WHAT IS REQUIRED:
Could you return all of the records exactly as they stand?

Collected data:
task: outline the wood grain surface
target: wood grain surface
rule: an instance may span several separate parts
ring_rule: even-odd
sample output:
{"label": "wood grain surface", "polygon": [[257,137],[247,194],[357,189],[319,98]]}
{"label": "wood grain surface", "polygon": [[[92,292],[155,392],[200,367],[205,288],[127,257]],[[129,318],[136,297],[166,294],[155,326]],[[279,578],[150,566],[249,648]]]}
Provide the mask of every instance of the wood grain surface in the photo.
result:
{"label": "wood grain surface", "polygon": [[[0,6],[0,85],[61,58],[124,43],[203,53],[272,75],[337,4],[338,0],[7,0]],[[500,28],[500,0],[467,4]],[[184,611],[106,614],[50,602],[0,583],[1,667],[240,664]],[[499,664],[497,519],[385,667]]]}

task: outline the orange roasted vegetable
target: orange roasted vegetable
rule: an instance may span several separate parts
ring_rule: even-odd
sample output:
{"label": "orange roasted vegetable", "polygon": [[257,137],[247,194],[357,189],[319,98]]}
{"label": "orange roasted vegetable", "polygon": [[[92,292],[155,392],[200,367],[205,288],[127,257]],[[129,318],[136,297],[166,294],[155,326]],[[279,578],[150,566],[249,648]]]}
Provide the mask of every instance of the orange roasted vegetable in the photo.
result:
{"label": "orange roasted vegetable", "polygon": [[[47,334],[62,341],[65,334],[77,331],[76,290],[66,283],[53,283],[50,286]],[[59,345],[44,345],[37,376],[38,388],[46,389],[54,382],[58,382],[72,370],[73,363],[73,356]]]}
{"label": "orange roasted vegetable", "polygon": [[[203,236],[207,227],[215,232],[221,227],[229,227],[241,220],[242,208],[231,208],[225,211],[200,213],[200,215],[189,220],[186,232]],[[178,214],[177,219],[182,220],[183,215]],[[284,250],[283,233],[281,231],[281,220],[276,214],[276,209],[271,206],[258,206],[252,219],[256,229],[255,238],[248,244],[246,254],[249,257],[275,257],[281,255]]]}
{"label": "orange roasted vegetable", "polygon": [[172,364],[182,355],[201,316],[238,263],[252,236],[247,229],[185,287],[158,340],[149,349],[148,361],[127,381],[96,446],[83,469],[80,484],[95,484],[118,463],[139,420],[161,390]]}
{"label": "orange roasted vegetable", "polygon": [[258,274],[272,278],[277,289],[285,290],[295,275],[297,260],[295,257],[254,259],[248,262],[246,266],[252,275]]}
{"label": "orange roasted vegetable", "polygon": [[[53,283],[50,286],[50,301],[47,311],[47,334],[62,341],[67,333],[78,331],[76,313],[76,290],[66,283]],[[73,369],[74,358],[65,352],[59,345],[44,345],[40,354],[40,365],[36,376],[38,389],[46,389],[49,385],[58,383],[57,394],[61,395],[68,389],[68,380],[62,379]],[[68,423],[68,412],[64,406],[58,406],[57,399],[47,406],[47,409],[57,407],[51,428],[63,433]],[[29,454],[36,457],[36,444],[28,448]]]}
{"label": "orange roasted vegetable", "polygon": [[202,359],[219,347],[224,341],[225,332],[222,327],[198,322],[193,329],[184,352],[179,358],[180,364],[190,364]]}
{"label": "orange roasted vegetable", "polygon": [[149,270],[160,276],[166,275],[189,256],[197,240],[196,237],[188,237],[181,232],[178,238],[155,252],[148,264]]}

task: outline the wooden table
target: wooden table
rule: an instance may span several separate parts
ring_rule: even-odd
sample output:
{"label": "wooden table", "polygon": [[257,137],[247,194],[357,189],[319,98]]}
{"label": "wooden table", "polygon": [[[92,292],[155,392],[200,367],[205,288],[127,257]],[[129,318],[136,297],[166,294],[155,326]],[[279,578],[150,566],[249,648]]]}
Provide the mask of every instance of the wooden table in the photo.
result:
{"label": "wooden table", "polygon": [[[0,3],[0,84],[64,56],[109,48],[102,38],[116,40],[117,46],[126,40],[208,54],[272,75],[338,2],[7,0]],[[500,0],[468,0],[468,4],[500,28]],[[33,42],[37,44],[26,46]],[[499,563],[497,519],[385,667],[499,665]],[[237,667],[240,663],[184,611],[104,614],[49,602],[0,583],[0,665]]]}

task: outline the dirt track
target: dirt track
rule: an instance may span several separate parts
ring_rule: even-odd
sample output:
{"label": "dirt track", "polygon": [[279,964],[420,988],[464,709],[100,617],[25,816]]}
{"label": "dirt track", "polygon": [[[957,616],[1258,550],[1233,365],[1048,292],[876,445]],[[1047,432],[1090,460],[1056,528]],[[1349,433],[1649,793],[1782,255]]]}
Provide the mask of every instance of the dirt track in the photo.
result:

EXERCISE RESULT:
task: outline the wood grain surface
target: wood grain surface
rule: an instance may span several separate parts
ring_rule: even-odd
sample output:
{"label": "wood grain surface", "polygon": [[257,137],[247,194],[357,189],[319,98]]}
{"label": "wood grain surface", "polygon": [[[92,292],[155,392],[200,367],[205,288],[127,257]],[[129,318],[136,297],[166,294],[155,326]],[[279,578],[150,566],[249,648]]]}
Provide the mask of every instance of the wood grain surface in the photo.
result:
{"label": "wood grain surface", "polygon": [[[0,6],[0,85],[61,58],[124,43],[203,53],[272,75],[337,4],[338,0],[7,0]],[[500,28],[500,0],[467,4]],[[184,611],[106,614],[50,602],[0,583],[1,667],[240,664]],[[499,664],[497,519],[385,667]]]}

task: outline the orange roasted vegetable
target: orange roasted vegetable
rule: an instance may span several separate parts
ring_rule: even-odd
sample output:
{"label": "orange roasted vegetable", "polygon": [[257,137],[247,194],[357,189],[319,98]]}
{"label": "orange roasted vegetable", "polygon": [[[92,292],[155,392],[200,367],[205,288],[127,257]],[[129,318],[136,297],[166,294],[155,326]],[[279,578],[150,566],[249,648]]]}
Provide the mask of every instance of the orange roasted vegetable in the photo.
result:
{"label": "orange roasted vegetable", "polygon": [[[47,334],[62,341],[65,334],[77,331],[76,290],[66,283],[53,283],[50,286]],[[59,345],[44,345],[37,376],[38,388],[46,389],[54,382],[58,382],[72,370],[73,363],[73,356]]]}
{"label": "orange roasted vegetable", "polygon": [[[203,236],[207,227],[215,232],[221,227],[229,227],[241,220],[242,208],[231,208],[225,211],[200,213],[200,215],[189,220],[186,232]],[[178,214],[177,219],[182,220],[183,215]],[[284,250],[283,233],[281,231],[281,220],[276,214],[276,209],[271,206],[258,206],[252,219],[256,229],[255,238],[248,244],[246,254],[249,257],[275,257],[281,255]]]}
{"label": "orange roasted vegetable", "polygon": [[172,364],[182,355],[201,316],[238,263],[252,236],[247,229],[185,287],[158,340],[149,349],[148,361],[127,381],[96,446],[83,469],[80,484],[95,484],[118,463],[139,420],[161,390]]}
{"label": "orange roasted vegetable", "polygon": [[258,274],[272,278],[277,289],[285,290],[295,275],[297,260],[295,257],[254,259],[248,262],[246,266],[252,275]]}
{"label": "orange roasted vegetable", "polygon": [[[53,283],[50,286],[50,301],[47,311],[47,334],[62,341],[67,333],[78,331],[76,313],[76,290],[66,283]],[[73,369],[74,358],[65,352],[59,345],[44,345],[40,354],[40,365],[36,376],[38,389],[46,389],[49,385],[58,383],[57,394],[61,395],[68,389],[68,380],[62,379]],[[68,423],[68,412],[64,406],[58,406],[57,399],[47,406],[47,409],[57,407],[51,428],[63,433]],[[29,454],[36,457],[36,444],[28,448]]]}
{"label": "orange roasted vegetable", "polygon": [[202,359],[219,347],[224,341],[225,332],[222,327],[198,322],[193,329],[184,352],[179,358],[180,364],[190,364]]}
{"label": "orange roasted vegetable", "polygon": [[149,270],[160,276],[166,275],[189,256],[197,240],[196,237],[188,237],[181,232],[178,238],[155,252],[148,264]]}

task: outline the wooden table
target: wooden table
rule: an instance may span several separate parts
ring_rule: even-odd
sample output:
{"label": "wooden table", "polygon": [[257,137],[247,194],[357,189],[319,98]]}
{"label": "wooden table", "polygon": [[[92,292],[155,392],[200,367],[205,288],[127,257]],[[129,318],[136,297],[166,294],[155,326]],[[279,578],[150,566],[249,648]]]}
Provide the mask of every instance of the wooden table in the photo.
result:
{"label": "wooden table", "polygon": [[[0,3],[0,84],[64,56],[109,48],[102,38],[116,40],[117,46],[126,40],[208,54],[272,75],[338,2],[7,0]],[[500,0],[468,0],[468,4],[500,28]],[[33,42],[37,44],[26,46]],[[499,563],[497,519],[385,667],[499,665]],[[237,667],[240,663],[184,611],[104,614],[49,602],[0,583],[0,665]]]}

task: outline the dirt track
target: dirt track
rule: an instance may span several separate parts
ring_rule: even-odd
sample output:
{"label": "dirt track", "polygon": [[279,964],[420,988],[464,709],[100,617],[25,816]]}
{"label": "dirt track", "polygon": [[[957,616],[1258,550],[1233,365],[1048,292],[876,445]],[[1047,432],[1090,460],[1056,528]],[[1349,433],[1649,793],[1782,255]]]}
Provide the mask of every instance of the dirt track in the photo.
result:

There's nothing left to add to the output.